Line tally for the word "photo": count the lines below that contain it and reply with the number alone.

··· Materials provided ···

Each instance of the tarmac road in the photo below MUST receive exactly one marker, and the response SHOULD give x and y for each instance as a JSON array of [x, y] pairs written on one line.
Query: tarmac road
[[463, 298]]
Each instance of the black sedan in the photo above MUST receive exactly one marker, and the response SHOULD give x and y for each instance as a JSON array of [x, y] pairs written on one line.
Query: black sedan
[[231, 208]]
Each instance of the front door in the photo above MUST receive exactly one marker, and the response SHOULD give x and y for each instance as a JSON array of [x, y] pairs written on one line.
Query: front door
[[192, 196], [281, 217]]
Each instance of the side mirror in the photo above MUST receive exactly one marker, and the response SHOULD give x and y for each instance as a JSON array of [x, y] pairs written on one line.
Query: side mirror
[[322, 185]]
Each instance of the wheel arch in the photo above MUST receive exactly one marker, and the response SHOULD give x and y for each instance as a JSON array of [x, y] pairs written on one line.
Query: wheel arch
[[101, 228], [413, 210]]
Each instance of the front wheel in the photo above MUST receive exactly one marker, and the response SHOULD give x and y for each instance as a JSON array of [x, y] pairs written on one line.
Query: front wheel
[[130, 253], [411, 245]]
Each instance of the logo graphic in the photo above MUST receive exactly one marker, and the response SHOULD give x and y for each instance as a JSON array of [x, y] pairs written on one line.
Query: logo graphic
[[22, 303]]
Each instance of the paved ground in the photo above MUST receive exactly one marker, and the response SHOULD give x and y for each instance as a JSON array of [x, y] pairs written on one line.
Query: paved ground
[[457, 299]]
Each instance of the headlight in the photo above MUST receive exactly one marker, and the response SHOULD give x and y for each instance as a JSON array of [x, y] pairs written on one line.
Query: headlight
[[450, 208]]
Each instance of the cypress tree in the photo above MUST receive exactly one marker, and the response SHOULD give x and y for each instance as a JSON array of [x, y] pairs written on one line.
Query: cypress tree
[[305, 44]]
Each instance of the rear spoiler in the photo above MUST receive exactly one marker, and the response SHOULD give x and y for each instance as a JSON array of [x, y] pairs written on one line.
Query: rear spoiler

···

__Answer for this exercise__:
11